### SUPPLIED ENTRIES
#####

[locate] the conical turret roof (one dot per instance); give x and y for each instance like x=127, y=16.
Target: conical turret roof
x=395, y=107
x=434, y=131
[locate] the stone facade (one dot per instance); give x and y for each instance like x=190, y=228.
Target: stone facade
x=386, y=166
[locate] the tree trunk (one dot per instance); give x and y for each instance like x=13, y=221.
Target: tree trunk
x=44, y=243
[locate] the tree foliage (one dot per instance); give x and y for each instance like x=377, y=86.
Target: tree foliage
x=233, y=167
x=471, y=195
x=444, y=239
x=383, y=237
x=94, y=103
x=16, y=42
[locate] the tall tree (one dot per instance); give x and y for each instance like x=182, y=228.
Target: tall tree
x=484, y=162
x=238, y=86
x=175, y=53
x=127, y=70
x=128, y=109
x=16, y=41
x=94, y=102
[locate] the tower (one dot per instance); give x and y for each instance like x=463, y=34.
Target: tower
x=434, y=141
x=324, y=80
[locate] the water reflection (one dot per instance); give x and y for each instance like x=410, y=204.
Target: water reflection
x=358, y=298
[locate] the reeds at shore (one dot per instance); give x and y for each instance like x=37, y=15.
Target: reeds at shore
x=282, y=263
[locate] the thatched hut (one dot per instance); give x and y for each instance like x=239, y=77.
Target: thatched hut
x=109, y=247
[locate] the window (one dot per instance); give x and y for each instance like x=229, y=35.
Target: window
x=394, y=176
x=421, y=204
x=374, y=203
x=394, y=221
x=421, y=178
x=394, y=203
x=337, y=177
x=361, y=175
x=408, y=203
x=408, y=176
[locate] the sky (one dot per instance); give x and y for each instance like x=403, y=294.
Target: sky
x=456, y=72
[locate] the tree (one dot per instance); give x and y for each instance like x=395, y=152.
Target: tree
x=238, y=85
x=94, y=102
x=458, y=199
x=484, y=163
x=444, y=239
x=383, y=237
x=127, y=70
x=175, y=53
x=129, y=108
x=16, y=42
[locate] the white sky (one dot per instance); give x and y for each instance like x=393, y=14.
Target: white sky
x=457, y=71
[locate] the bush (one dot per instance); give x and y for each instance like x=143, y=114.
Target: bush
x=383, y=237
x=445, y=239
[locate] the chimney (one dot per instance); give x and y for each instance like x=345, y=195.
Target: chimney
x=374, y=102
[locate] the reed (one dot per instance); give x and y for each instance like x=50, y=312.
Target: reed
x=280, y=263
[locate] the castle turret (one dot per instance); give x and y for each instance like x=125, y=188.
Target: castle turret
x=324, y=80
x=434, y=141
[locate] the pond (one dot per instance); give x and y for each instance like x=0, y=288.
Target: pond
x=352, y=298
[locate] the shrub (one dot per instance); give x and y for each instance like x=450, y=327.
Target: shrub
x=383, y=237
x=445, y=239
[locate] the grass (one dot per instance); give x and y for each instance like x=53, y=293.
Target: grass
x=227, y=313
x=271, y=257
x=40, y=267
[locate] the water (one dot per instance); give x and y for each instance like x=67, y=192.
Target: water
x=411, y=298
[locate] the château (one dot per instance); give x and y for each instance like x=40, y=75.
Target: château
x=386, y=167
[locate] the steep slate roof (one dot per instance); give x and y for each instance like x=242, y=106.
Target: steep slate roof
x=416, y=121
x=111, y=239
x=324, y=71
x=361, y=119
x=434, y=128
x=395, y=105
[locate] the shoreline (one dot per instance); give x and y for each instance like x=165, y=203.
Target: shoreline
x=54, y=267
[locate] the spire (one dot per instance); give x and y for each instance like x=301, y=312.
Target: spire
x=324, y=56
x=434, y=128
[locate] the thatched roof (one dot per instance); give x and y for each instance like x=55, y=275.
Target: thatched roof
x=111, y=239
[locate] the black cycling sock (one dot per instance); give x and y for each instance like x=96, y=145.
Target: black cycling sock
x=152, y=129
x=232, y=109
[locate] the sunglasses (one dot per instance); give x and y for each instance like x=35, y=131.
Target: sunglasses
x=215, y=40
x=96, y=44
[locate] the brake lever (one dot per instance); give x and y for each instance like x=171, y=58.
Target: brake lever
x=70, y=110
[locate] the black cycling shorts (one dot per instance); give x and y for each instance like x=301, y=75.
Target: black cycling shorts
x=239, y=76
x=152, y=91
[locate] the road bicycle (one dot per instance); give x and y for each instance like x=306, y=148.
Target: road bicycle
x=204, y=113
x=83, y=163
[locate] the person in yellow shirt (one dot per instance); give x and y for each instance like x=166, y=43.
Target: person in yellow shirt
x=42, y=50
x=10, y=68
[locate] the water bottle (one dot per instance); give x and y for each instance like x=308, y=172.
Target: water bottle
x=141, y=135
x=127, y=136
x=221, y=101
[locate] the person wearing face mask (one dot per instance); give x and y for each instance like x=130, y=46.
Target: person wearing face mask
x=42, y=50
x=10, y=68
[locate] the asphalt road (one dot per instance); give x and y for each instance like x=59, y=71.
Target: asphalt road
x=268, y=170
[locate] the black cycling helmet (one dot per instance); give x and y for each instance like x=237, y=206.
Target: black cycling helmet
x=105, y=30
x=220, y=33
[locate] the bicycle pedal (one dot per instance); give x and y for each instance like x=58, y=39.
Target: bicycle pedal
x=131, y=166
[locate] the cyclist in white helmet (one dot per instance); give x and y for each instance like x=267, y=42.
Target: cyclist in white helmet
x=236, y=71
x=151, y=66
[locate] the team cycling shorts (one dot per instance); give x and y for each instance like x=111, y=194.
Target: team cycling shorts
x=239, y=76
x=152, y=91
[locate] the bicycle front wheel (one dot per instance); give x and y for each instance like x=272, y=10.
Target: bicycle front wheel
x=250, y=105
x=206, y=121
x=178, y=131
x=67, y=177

#####

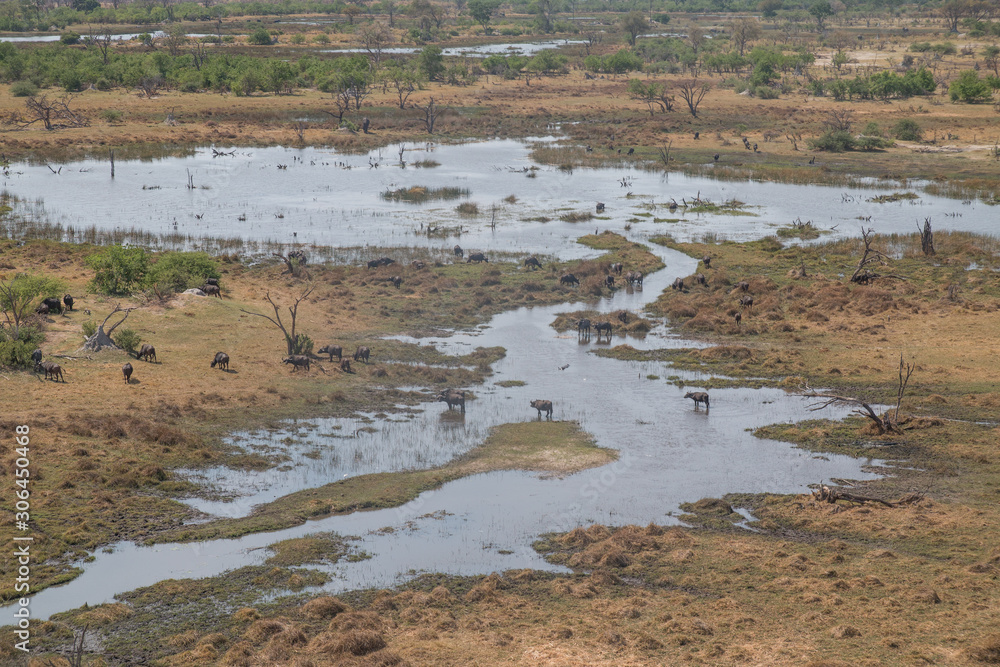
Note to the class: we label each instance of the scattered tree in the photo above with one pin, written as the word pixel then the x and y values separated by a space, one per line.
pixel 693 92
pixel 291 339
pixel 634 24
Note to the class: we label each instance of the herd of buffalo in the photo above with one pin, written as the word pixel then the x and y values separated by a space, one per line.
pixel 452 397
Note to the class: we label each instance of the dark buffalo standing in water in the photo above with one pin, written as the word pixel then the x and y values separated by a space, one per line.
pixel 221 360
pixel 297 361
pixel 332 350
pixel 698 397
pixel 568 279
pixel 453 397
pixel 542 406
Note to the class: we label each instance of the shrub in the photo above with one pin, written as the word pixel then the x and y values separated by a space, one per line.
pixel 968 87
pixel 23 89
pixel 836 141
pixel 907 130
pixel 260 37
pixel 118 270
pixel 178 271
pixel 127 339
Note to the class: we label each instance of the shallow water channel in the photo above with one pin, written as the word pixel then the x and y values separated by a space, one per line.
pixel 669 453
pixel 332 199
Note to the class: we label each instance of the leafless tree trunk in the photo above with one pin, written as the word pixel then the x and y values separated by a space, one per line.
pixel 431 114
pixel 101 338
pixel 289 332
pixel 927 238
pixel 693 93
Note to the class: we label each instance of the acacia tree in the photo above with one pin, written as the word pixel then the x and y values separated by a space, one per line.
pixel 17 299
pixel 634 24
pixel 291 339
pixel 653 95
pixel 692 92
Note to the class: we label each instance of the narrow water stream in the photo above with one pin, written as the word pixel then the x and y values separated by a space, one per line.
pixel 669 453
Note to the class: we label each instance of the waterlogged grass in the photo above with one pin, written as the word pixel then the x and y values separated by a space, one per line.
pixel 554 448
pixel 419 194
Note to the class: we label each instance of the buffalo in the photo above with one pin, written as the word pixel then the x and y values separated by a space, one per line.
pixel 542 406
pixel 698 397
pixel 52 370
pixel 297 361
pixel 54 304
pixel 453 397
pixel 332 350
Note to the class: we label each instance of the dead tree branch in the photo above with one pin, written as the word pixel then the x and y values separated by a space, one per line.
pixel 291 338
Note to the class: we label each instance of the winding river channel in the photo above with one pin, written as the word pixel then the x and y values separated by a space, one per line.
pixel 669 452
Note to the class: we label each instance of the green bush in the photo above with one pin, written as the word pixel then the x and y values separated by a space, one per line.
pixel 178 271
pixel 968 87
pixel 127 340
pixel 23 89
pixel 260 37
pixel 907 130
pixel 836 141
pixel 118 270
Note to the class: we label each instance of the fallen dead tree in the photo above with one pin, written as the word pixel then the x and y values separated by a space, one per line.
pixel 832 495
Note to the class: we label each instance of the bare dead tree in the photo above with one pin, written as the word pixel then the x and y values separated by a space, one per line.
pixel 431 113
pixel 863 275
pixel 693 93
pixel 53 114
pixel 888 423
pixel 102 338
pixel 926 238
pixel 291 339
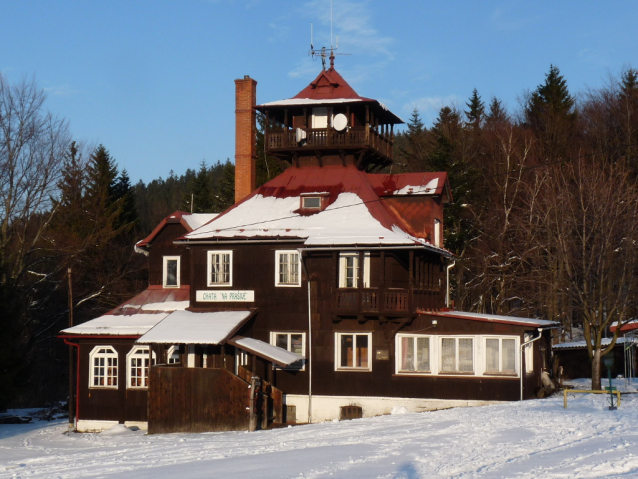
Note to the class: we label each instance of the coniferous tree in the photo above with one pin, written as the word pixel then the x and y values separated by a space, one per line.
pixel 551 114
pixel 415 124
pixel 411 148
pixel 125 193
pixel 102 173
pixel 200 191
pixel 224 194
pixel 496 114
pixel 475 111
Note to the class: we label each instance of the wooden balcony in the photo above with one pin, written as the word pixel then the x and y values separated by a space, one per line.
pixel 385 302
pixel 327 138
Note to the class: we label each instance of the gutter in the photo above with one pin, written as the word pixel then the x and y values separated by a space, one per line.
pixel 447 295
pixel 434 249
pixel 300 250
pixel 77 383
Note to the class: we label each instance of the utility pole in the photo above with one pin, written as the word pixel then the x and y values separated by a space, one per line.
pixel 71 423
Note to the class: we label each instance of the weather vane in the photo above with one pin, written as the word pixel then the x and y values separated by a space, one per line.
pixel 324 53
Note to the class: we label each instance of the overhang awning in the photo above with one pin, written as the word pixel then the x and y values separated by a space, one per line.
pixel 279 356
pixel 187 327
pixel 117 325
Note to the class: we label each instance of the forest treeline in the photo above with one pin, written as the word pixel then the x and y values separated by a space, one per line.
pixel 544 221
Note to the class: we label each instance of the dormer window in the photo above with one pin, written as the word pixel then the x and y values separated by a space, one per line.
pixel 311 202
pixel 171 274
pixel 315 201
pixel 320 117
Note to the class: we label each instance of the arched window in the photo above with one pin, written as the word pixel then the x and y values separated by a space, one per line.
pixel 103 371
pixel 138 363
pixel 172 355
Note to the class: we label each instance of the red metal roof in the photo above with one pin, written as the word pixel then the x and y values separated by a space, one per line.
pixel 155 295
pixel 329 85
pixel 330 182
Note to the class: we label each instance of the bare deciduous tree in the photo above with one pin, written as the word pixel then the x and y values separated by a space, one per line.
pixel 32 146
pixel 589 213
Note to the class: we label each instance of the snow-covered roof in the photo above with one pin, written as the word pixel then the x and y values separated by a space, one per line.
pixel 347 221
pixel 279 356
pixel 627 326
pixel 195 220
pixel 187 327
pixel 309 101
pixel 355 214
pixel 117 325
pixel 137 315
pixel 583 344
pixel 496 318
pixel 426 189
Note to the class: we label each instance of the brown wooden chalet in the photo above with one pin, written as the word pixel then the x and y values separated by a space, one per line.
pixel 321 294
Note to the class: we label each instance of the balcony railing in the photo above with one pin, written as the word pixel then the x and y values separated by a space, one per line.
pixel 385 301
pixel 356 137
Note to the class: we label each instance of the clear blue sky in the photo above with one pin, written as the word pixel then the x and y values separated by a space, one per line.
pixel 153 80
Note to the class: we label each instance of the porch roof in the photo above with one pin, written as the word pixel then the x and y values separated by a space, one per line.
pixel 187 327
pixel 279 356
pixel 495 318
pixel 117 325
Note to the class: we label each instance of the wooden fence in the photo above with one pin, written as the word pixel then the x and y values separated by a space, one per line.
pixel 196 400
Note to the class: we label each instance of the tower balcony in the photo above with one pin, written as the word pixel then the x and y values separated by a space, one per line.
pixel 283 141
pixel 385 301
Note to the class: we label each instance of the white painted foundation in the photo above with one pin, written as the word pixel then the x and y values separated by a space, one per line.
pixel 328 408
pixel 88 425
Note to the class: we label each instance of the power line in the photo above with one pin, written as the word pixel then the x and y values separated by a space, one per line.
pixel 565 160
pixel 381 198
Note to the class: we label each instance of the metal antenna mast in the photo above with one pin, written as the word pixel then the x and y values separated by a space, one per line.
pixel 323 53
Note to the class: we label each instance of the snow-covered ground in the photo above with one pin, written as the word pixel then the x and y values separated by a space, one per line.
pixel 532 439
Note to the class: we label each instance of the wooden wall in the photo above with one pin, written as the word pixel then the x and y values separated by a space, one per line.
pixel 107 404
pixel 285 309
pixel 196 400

#####

### WORK ORDER
Using the entries above, give again exactly the lines from the line holding "Target: window" through the line holding "[locate] the grass". Include both end lines and nothing else.

### OUTPUT BELOW
Target: window
x=394, y=176
x=421, y=204
x=374, y=203
x=394, y=221
x=421, y=178
x=394, y=203
x=337, y=177
x=361, y=175
x=408, y=203
x=408, y=176
[locate] the sky (one dot per instance); give x and y for each instance like x=403, y=294.
Target: sky
x=456, y=72
[locate] the tree (one dot per instance); give x and y for each instance like x=395, y=152.
Target: tree
x=238, y=85
x=94, y=102
x=458, y=199
x=484, y=163
x=444, y=239
x=383, y=237
x=127, y=70
x=175, y=53
x=129, y=108
x=16, y=42
[locate] the white sky (one dot per instance); give x and y for each instance like x=393, y=14.
Target: white sky
x=457, y=71
[locate] the bush (one dot per instance); give x and y for each instance like x=143, y=114.
Target: bush
x=383, y=237
x=445, y=239
[locate] the chimney (one dot per instance); give x and y for each instance like x=345, y=195.
Target: chimney
x=374, y=102
[locate] the reed (one dot per instance); give x and y for each instance like x=50, y=312.
Target: reed
x=280, y=263
[locate] the castle turret (one dot per instance); give x and y for each instance like x=125, y=188.
Target: castle turret
x=324, y=80
x=434, y=141
[locate] the pond (one dot per instance); give x and y for each instance like x=0, y=288.
Target: pond
x=352, y=298
[locate] the shrub (one dot per instance); give x and y for each instance like x=450, y=327.
Target: shrub
x=383, y=237
x=445, y=239
[locate] the grass (one dot per instance); give x and y for each instance like x=53, y=293.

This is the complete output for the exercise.